→ PROBLEM A
Reproduce the part of the Mozart forum thread between "I mean personally" and "I'll become malnourished.", inclusive.
→ PROBLEM B
In the Mozart forum thread, which composer does Jacck say would definitely be placed on top?
→ PROBLEM C
Carry the Mozart forum thread further, picking up after its final post.

I was beginning to take what other people were saying into account. That maybe Mozart is a bit overhyped, and only sounds special because of the humane desire to want to hear something divine but that placement turns to dogma. I thought perhaps I was being dogmatic so I tried giving the romantics a serious listen. For a while I thought they right as many of the piano pieces make Mozart's sonatas seem like tacky little excirsizes. Then I just feel a huge burden of existential dread and have to return to Mozart to put myself at ease


----------



## Jacck

Aloevera said:


> I was beginning to take what other people were saying into account. That maybe Mozart is a bit overhyped, and only sounds special because of the humane desire to want to hear something divine but that placement turns to dogma. I thought perhaps I was being dogmatic so I tried giving the romantics a serious listen. For a while I thought they right as many of the piano pieces make Mozart's sonatas seem like tacky little excirsizes. Then I just feel a huge burden of existential dread and have to return to Mozart to put myself at ease


Incidentally, I have spent a lot of time lately listening to piano sonatas - Mozart, Beethoven, Bach (English suites, French suites, keyboard partitas), Schumann, Prokofiev. I love them all. It would be difficult to rank them, but I would definitely place Bach on top. These 18 keyboard suites of Bach (French, Englisch, partitas) are imho some of the best music ever written. But they are demanding and require repeated listening to get. But the Mozart piano sonatas are wonderful. No doubt, but so is Schumann, so is Beethoven and so is Prokofiev and Scriabin and many others.


----------



## Aloevera

Jacck said:


> Incidentally, I have spent a lot of time lately listening to piano sonatas - Mozart, Beethoven, Bach (English suites, French suites, keyboard partitas), Schumann, Prokofiev. I love them all. It would be difficult to rank them, but I would definitely place Bach on top. These 18 keyboard suites of Bach (French, Englisch, partitas) are imho some of the best music ever written. But they are demanding and require repeated listening to get. But the Mozart piano sonatas are wonderful. No doubt, but so is Schumann, so is Beethoven and so is Prokofiev and Scriabin and many others.


I mean personally I wouldn't say Mozart's piano sonatas are his high points. Even playing anything by Bach the melodic lines and counter point are much more detailed, in fact in every category there is something which another composer does better at but its difficult to explain, but too much listening to even Bach would make require my soul to be re-watered by Mozart or else I'll become malnourished.

→ GIVEN ENTRIES
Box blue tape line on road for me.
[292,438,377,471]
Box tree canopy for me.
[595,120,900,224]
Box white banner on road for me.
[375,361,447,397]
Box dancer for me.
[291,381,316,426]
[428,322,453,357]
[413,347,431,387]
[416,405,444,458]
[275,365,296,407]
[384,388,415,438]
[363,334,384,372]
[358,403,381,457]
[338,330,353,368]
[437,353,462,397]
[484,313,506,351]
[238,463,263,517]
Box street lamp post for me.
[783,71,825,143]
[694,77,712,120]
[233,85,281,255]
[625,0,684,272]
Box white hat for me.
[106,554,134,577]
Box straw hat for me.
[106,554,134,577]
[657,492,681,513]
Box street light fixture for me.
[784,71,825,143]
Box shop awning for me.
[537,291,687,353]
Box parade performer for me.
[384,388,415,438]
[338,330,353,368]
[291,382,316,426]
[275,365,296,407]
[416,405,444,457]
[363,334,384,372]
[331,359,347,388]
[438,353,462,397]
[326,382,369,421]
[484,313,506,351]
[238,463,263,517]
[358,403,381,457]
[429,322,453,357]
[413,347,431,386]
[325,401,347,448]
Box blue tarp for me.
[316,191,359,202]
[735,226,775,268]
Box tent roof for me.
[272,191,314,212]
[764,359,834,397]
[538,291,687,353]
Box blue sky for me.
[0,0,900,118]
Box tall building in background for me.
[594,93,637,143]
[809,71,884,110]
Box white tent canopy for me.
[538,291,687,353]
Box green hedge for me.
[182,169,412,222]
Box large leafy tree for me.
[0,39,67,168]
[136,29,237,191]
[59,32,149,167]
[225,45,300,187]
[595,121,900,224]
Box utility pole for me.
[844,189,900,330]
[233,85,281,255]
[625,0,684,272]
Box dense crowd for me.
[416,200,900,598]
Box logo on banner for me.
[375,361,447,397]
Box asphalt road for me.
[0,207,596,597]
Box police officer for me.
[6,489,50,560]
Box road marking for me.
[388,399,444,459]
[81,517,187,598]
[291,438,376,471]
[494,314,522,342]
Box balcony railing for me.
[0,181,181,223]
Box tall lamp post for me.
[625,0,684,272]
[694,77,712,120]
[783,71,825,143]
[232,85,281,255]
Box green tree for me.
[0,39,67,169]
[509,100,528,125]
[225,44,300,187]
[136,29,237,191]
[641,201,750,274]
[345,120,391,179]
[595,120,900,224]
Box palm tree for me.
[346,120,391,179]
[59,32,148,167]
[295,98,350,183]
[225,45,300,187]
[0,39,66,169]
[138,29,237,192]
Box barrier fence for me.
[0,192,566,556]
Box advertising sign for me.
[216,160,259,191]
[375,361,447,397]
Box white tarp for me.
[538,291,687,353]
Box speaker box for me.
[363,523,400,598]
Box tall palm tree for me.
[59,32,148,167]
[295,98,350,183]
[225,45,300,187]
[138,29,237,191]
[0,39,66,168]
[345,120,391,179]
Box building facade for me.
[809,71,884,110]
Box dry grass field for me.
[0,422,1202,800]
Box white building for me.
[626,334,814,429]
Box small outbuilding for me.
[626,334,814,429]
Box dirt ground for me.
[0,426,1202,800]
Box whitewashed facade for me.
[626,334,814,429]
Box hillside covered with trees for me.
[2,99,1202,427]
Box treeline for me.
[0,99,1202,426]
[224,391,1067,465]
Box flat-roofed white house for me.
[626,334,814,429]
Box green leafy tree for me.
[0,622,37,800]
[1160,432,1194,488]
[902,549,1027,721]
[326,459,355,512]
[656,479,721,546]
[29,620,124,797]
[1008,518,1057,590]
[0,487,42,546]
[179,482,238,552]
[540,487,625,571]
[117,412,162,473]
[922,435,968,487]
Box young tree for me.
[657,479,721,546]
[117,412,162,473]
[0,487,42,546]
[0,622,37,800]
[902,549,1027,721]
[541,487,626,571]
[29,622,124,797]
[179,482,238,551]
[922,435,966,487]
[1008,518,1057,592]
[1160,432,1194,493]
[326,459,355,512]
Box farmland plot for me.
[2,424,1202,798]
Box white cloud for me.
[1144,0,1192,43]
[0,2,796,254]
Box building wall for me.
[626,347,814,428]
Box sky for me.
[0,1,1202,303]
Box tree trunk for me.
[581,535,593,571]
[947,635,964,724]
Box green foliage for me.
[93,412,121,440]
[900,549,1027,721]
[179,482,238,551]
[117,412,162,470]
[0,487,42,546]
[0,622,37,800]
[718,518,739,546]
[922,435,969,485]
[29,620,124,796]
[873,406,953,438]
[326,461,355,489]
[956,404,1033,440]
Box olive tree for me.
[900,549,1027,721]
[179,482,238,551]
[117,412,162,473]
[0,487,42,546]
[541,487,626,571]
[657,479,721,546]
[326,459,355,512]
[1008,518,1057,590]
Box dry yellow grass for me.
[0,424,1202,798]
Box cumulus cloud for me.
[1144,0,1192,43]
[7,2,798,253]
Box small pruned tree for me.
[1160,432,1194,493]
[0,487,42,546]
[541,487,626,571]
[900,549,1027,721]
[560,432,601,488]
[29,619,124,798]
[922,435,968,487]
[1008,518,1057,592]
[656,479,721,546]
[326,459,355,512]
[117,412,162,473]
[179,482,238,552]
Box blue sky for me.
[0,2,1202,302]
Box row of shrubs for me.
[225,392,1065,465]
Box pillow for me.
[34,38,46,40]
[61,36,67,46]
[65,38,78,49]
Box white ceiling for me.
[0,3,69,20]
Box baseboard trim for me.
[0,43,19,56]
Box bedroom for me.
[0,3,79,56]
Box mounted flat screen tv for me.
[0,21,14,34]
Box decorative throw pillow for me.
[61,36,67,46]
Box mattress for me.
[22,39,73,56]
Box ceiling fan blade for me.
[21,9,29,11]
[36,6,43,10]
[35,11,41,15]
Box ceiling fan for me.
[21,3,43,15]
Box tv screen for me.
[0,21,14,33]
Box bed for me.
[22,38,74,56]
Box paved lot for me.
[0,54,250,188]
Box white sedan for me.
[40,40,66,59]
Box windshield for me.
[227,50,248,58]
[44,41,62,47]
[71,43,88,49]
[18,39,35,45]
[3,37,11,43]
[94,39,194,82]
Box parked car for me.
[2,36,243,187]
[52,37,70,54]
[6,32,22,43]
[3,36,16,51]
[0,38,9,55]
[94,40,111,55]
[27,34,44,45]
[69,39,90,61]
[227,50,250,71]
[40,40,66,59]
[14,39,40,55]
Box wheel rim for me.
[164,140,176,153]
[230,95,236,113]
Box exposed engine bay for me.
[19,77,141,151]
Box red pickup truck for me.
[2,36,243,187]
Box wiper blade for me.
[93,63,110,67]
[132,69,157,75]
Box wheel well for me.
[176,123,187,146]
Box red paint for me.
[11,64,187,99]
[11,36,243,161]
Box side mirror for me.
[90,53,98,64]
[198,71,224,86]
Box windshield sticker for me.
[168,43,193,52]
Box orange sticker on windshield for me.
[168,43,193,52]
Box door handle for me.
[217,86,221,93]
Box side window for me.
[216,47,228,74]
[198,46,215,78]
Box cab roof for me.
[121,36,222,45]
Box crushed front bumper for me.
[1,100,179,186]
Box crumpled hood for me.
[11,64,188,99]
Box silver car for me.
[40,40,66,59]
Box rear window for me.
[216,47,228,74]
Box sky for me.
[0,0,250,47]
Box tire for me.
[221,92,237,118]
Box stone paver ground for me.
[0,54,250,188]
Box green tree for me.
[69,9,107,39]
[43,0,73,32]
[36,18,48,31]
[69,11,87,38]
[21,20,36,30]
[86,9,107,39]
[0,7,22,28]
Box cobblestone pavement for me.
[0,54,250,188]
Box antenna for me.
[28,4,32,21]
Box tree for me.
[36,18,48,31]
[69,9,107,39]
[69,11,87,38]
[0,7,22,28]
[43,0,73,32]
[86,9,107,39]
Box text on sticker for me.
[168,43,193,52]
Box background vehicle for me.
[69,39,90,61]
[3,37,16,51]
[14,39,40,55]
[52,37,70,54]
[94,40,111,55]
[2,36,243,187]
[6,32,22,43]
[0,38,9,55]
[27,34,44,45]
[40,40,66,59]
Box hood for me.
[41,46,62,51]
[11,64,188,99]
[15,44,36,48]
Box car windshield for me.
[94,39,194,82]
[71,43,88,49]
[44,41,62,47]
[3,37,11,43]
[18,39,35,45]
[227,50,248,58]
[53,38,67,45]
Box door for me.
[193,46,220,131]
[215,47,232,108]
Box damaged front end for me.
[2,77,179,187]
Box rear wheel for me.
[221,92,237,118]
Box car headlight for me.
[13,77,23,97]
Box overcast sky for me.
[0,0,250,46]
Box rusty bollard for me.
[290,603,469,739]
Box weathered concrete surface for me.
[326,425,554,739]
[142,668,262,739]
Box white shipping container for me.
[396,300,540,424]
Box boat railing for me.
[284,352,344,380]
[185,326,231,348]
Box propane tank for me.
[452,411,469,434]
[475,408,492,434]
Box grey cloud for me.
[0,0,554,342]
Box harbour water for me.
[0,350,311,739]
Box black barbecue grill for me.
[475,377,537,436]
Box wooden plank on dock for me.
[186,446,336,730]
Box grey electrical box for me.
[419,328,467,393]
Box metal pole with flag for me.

→ TASK RESULT A
I mean personally I wouldn't say Mozart's piano sonatas are his high points. Even playing anything by Bach the melodic lines and counter point are much more detailed, in fact in every category there is something which another composer does better at but its difficult to explain, but too much listening to even Bach would make require my soul to be re-watered by Mozart or else I'll become malnourished.

→ TASK RESULT B
Bach

→ TASK RESULT C
Edit: No doubt that if anyone is a serious musician be it listener or composer they need to listen to many forms of music. And of course I can appreciate many classical pieces and Id say music has progressed since no doubt. IN fact my style in playing is in many ways the exact opposite of his. However to me, Mozart represents a brief period in time - if we are to be Hegelians - that the universe gains awareness of itself


----------



## Kieran

Eusebius12 said:


> Don Giovanni was controversial. It was considered immoral. Beethoven considered it so. And the dinner scene might have disturbed some of its early listeners. And Cosi Fan Tutte is pretty heavy going even today, with its anti-love message. Mind you Mozart would only advise Da Ponte on the libretti, not dictate the subjects. Figaro was much lighter fare, especially after the play was fairly bowdlerized.


Well, the fact that Beethoven found it immoral doesn't mean it was. Nor, apart from the aristocracy behaving terribly angle, is it controversial. And I don't remember reading that it caused a scandal in its day. Tales of Don Juan were woefully common at the time...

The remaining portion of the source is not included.